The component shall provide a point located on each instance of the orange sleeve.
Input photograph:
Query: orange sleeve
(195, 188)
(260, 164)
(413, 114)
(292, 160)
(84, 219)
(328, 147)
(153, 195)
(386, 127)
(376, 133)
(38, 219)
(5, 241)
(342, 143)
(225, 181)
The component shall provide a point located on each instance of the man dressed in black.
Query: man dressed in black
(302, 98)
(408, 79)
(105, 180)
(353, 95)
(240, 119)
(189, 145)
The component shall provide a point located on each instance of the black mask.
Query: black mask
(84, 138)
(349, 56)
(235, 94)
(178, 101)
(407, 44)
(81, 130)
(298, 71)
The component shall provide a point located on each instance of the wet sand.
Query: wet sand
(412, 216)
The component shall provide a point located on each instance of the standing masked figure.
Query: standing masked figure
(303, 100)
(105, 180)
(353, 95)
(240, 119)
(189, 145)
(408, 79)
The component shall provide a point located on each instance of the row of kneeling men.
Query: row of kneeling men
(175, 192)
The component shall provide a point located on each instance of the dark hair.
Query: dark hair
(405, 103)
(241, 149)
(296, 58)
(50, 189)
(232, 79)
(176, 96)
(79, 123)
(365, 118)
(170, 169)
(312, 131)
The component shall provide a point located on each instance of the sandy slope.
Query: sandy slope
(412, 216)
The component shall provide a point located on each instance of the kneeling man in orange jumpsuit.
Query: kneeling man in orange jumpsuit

....

Rewrite the material from the line holding "dressed in black." through its last line, inclusive, adding 79 to each coordinate in the answer points. Leave every other line as it stands.

The component shall provide a point located on each instance of the man dressed in black.
Query: man dressed in black
(381, 177)
(487, 158)
(184, 259)
(432, 174)
(319, 198)
(268, 224)
The component shall provide a point located on each instance of the black mask.
Query: black mask
(163, 217)
(428, 135)
(314, 173)
(257, 180)
(486, 123)
(160, 209)
(377, 150)
The component shall provide a point located on each instance of the wet sand.
Query: wet sand
(491, 295)
The component shall provide a point located on each instance of the standing masked figure.
Query: standing masked figure
(382, 179)
(184, 259)
(432, 174)
(319, 198)
(268, 224)
(487, 158)
The component shall provide a point located on each instance of the row of kneeling men.
Query: row of kneeling men
(254, 271)
The component shall provide a point located on each instance of the dark hair.
Query: dark hair
(484, 182)
(320, 228)
(375, 137)
(129, 268)
(311, 158)
(255, 175)
(158, 202)
(444, 197)
(249, 248)
(391, 210)
The component shall provide a point located on each instance of the sandy slope.
Query: sandy slope
(491, 295)
The component shall provide a point located on each instance of the kneeling man in orange jumpsuit.
Query: kneeling man in orange jumpsuit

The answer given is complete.